Region annotation entries
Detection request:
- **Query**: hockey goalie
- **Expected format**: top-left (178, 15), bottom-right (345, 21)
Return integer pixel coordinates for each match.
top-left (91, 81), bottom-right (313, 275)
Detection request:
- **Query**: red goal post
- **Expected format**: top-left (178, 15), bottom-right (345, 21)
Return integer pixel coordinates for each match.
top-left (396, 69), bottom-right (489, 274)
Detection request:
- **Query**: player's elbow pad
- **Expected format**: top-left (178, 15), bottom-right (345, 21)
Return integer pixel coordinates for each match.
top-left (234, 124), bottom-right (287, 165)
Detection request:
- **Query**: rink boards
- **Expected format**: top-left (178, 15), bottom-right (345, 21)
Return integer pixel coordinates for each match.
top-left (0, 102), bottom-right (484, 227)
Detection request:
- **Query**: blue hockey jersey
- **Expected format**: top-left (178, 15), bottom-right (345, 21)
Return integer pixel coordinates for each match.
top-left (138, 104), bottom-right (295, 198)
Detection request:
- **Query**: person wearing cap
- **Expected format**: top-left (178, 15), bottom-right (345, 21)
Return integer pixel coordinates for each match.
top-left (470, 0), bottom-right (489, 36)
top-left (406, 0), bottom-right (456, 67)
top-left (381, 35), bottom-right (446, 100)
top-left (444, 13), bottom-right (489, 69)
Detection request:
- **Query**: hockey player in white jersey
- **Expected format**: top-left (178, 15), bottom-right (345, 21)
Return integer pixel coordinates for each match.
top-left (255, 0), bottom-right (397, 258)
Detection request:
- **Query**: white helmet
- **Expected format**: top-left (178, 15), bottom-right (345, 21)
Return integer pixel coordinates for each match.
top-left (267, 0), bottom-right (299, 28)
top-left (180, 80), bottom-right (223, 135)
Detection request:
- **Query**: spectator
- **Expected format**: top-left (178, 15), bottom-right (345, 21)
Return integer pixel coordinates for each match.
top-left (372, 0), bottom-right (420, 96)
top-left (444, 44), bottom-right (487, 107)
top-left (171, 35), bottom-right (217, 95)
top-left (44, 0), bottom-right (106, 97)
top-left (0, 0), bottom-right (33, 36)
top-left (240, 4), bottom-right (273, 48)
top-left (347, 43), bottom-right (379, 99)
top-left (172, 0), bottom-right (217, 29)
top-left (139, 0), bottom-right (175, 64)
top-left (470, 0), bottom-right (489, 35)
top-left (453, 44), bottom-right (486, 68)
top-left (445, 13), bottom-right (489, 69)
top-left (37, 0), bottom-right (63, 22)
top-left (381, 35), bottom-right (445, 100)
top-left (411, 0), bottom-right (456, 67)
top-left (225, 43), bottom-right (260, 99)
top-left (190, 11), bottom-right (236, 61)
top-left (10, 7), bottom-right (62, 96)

_What is asked_
Reproduce the entire listing above verbatim.

_Finished task_
Detection request:
- **Query**: hockey goalie
- **Expected format**: top-left (178, 15), bottom-right (345, 21)
Return integer pixel coordinates for each match.
top-left (91, 81), bottom-right (313, 275)
Detection request:
- **Query**: red goal post
- **Expected format**: top-left (178, 15), bottom-right (345, 21)
Return integer pixel coordinates for each match.
top-left (396, 69), bottom-right (489, 274)
Detection request:
- **Query**: player's elbow pad
- **Expected format**: top-left (178, 15), bottom-right (345, 21)
Return integer pixel coordinates for each match.
top-left (234, 124), bottom-right (287, 165)
Detection request:
- **Query**: rink boards
- **Expected format**: top-left (178, 15), bottom-right (345, 21)
Return integer pixel coordinates for each match.
top-left (0, 102), bottom-right (484, 227)
Detection request:
- **Query**: blue hockey jersey
- **Expected format**: top-left (178, 15), bottom-right (345, 21)
Return integer pixel coordinates for each match.
top-left (138, 104), bottom-right (295, 198)
Detection request:
- **Query**: person wearing cap
- **Expected format**: top-left (178, 15), bottom-right (345, 21)
Return integer pixel coordinates for each match.
top-left (470, 0), bottom-right (489, 36)
top-left (406, 0), bottom-right (456, 67)
top-left (381, 35), bottom-right (446, 100)
top-left (444, 13), bottom-right (489, 69)
Detection request:
- **Query**: hockey player in white jersey
- **Expected format**: top-left (178, 15), bottom-right (345, 21)
Return integer pixel coordinates for each match.
top-left (255, 0), bottom-right (397, 258)
Detection request:
- **Query**: white helmet
- **Expected format**: top-left (178, 15), bottom-right (345, 21)
Return integer pixel coordinates for each match.
top-left (267, 0), bottom-right (299, 28)
top-left (180, 80), bottom-right (223, 135)
Detection request:
- **Query**: spectator
- **Expected format**: top-left (178, 15), bottom-right (345, 21)
Return integer pixel coordinates for each match.
top-left (372, 0), bottom-right (420, 96)
top-left (444, 44), bottom-right (487, 107)
top-left (171, 35), bottom-right (217, 95)
top-left (44, 0), bottom-right (106, 97)
top-left (0, 0), bottom-right (33, 36)
top-left (240, 4), bottom-right (273, 48)
top-left (347, 43), bottom-right (379, 99)
top-left (172, 0), bottom-right (217, 29)
top-left (139, 0), bottom-right (175, 64)
top-left (470, 0), bottom-right (489, 35)
top-left (453, 44), bottom-right (486, 68)
top-left (445, 13), bottom-right (489, 69)
top-left (37, 0), bottom-right (63, 22)
top-left (381, 35), bottom-right (445, 100)
top-left (411, 0), bottom-right (456, 67)
top-left (225, 43), bottom-right (260, 99)
top-left (190, 11), bottom-right (236, 61)
top-left (10, 7), bottom-right (62, 96)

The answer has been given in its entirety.